In Sigrid's native Norway, "Mirror" debuted and peaked at number 13, staying on the chart for 12 consecutive weeks. On Billboards Dance/Mix Show Airplay chart, it became her second entry following "Don't Feel Like Crying" (2019). "Mirror" eventually topped the chart for the week ending 4 September 2021. Elsewhere, the single reached numbers 22 on Billboards Mexico Ingles Airplay chart, 49 in the United Kingdom and 76 in Ireland.

==Music video and live performances==
Femke Huurdeman, working for Spanish production company Canada, directed the music video, which premiered alongside the single on 26 May 2021. Throughout the visual, Sigrid performs various activities, such as spending time with a chameleon, shooting a bow and arrow and "channeling a living Rococo painting as she poses with a pomegranate" while being accompanied by a double. She sports different "flashy and unflashy outfits" with one "flicker[ing] like a disco ball". Sigrid revealed to i-D that her and her double disagreeing with each other illustrates "when you don't really know what’s going on inside your head." Regarding the visual, Huurdeman stated that "For me it's always important to showcase a three-dimensional image of a character." Doyle called the music video "colourful", while Murray deemed it "bold". i-Ds Frankie Dunn considered that "the styling provides a playful contrast to Sigrid's usual look".

• **Recorded data**:
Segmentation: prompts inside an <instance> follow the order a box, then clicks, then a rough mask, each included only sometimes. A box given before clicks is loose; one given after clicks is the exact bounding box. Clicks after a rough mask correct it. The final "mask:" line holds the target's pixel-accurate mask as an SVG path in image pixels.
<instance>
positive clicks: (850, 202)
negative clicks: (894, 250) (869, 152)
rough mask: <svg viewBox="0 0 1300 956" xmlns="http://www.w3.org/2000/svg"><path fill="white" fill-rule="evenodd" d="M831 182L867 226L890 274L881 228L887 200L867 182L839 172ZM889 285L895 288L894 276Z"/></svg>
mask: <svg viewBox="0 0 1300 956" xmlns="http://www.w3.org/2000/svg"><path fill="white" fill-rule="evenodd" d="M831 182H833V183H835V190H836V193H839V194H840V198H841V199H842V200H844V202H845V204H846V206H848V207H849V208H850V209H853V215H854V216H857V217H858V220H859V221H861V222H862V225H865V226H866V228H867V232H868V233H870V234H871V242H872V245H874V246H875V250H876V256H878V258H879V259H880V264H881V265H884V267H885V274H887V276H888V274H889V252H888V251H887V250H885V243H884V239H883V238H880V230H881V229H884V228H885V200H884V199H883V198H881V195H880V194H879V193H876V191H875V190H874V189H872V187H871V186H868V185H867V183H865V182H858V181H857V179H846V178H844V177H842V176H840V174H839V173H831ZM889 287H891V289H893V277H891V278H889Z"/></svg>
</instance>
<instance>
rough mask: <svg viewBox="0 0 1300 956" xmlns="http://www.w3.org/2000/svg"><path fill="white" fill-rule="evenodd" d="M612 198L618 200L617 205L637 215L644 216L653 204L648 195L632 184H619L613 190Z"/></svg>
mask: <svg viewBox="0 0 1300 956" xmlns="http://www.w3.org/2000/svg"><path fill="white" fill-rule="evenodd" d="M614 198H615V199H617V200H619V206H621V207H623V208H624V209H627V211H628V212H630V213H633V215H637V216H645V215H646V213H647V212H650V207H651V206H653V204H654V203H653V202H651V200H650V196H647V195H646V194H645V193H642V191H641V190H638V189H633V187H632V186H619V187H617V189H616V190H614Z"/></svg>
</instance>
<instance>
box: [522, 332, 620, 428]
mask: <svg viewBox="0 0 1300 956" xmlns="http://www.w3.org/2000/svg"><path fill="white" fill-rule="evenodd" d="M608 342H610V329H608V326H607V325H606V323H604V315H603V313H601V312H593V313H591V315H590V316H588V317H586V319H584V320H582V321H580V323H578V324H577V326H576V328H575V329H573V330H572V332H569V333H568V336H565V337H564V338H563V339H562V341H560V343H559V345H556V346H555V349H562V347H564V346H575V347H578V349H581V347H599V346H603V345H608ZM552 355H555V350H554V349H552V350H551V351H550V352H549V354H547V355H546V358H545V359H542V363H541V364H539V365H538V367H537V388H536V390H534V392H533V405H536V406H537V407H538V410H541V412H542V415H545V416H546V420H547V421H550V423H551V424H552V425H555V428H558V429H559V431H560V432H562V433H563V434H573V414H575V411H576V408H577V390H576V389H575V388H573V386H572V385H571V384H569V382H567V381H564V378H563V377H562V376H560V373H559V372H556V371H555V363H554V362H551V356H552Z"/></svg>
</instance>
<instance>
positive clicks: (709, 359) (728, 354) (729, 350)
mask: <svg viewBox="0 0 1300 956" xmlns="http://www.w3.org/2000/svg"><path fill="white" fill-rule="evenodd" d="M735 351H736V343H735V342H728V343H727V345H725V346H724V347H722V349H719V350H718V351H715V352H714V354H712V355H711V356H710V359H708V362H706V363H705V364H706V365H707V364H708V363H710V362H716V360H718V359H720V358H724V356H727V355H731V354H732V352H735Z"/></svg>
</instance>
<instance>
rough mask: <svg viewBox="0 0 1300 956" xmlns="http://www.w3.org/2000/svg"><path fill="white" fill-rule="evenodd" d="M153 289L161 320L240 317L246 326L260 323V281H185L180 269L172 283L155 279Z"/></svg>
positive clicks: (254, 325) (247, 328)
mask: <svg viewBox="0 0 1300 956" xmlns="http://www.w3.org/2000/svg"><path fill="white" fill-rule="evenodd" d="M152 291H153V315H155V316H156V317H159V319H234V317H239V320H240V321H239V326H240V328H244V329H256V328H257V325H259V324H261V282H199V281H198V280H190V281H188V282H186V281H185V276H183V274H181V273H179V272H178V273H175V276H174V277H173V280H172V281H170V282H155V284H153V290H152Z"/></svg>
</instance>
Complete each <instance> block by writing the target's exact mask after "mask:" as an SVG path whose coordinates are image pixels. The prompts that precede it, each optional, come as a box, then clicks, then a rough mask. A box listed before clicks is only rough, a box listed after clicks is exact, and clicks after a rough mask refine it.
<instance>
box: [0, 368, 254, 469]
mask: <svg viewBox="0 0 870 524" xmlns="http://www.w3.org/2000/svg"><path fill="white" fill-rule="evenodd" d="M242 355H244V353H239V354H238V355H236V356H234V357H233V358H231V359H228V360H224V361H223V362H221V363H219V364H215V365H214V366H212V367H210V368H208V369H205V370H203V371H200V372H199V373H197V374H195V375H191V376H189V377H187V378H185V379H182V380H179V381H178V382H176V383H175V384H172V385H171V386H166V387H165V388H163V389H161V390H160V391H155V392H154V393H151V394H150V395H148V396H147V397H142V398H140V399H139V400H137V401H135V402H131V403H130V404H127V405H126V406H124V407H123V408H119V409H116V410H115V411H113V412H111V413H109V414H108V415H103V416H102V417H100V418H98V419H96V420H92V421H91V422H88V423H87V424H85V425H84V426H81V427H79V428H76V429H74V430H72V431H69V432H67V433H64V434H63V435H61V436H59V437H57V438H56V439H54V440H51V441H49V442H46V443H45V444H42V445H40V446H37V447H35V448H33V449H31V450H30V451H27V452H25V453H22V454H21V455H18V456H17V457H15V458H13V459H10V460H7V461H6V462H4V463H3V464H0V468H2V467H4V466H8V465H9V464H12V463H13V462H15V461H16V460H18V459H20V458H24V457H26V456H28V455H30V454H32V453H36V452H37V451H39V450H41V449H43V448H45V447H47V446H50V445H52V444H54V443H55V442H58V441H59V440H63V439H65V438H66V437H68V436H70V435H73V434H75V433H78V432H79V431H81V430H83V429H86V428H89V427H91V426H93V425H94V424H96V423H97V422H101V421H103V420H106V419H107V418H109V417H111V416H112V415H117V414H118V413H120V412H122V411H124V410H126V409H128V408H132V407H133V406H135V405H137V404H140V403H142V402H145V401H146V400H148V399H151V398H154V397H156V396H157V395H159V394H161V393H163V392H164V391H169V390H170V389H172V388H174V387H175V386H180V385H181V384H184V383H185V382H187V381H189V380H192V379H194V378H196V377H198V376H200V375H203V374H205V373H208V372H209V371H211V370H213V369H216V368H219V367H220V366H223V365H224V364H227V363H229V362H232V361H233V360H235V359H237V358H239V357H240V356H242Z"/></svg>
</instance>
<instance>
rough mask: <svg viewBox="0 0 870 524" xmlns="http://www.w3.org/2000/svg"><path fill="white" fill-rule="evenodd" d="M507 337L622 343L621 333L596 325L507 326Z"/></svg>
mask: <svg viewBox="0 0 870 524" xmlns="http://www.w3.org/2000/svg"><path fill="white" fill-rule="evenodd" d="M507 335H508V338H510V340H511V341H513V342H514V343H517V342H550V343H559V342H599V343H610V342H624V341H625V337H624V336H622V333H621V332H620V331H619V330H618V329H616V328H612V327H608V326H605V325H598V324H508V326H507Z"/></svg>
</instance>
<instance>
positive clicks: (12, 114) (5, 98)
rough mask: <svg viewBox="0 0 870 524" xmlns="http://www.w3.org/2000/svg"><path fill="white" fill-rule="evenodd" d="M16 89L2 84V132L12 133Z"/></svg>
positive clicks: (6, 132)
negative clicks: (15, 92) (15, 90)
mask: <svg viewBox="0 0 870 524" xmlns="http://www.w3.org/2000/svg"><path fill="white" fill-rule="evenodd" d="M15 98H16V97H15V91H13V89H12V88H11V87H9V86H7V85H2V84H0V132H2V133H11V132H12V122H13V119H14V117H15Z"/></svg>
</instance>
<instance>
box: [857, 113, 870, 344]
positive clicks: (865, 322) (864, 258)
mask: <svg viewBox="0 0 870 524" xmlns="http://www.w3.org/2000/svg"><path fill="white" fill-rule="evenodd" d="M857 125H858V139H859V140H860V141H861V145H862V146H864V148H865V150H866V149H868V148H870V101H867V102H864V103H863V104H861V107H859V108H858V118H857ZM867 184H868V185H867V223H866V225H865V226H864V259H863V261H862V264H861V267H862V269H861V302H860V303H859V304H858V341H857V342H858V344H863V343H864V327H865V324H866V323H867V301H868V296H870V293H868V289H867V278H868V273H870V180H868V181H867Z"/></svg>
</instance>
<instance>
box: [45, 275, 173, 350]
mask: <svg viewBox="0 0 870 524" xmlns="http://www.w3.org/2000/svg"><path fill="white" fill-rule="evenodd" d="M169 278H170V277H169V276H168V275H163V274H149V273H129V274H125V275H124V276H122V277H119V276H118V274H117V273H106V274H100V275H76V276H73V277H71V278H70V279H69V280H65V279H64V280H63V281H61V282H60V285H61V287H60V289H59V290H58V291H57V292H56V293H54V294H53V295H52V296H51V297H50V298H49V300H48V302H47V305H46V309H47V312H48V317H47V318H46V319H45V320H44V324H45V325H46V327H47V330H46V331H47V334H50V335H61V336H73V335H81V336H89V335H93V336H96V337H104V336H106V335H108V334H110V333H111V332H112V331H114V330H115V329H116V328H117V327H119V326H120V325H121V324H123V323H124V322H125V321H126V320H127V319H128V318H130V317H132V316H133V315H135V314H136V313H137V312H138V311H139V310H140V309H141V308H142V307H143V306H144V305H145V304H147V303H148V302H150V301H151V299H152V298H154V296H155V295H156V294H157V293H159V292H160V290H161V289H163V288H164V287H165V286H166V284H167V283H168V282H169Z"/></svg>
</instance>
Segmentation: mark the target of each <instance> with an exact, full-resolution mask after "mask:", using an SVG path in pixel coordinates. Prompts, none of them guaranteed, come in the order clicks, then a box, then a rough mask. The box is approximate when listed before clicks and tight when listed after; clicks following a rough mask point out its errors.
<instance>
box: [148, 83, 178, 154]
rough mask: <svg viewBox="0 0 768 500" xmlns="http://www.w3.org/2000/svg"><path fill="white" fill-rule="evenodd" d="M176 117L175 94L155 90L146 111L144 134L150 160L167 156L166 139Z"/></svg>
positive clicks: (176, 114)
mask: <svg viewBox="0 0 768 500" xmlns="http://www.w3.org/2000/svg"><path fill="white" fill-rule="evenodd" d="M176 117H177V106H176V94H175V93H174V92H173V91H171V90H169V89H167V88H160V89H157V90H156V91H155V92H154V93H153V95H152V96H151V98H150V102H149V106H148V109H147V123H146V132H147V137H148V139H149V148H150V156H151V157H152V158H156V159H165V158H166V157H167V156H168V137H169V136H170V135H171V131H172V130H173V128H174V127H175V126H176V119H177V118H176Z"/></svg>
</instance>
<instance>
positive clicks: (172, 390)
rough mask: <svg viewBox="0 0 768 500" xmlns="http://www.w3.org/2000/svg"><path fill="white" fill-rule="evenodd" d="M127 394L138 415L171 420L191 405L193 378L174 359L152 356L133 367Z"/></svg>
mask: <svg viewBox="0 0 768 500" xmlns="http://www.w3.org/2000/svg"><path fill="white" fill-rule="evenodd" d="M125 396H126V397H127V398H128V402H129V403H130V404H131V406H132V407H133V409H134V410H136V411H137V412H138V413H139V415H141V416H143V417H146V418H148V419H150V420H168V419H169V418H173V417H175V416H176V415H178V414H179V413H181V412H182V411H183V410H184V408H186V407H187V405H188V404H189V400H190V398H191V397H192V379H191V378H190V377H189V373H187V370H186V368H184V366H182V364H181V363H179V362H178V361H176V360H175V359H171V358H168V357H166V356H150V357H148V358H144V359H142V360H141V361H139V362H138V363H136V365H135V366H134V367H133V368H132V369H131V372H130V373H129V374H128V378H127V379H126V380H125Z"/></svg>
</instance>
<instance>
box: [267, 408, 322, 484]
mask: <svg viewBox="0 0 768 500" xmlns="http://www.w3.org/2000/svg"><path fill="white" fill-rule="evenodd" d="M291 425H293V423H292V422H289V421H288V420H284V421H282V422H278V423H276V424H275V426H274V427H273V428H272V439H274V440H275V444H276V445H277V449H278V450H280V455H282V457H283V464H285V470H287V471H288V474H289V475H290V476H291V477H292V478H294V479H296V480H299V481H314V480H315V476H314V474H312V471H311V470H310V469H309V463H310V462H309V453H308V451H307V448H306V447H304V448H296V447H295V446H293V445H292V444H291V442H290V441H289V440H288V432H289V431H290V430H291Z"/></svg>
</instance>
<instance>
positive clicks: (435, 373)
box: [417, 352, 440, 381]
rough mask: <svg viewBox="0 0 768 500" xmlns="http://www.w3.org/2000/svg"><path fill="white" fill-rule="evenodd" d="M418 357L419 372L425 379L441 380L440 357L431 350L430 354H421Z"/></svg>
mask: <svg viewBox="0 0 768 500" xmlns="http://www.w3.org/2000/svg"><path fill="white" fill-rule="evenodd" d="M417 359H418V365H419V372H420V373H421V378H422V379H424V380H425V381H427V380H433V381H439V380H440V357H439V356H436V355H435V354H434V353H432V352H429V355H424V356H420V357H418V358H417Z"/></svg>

• **Check your understanding**:
• a. The passage about "Mirror" reports where the single placed on several charts. List every chart or country it names with the position "Mirror" reached there.
• b. Answer these questions from the passage about "Mirror":
(i) For how many consecutive weeks did the song stay on the chart in Norway?
(ii) Who directed the music video?
(iii) On what date did the music video premiere?
• c. Write out the part of the passage about "Mirror" that opens with the words "In Sigrid's native" and closes with "76 in Ireland.".

• **Responses by item number**:
• a.
- Norway: number 13
- Billboard Dance/Mix Show Airplay: number 1 (topped the chart for the week ending 4 September 2021)
- Billboard Mexico Ingles Airplay: number 22
- United Kingdom: number 49
- Ireland: number 76

• b.
(i) 12 consecutive weeks
(ii) Femke Huurdeman
(iii) 26 May 2021

• c.
In Sigrid's native Norway, "Mirror" debuted and peaked at number 13, staying on the chart for 12 consecutive weeks. On Billboards Dance/Mix Show Airplay chart, it became her second entry following "Don't Feel Like Crying" (2019). "Mirror" eventually topped the chart for the week ending 4 September 2021. Elsewhere, the single reached numbers 22 on Billboards Mexico Ingles Airplay chart, 49 in the United Kingdom and 76 in Ireland.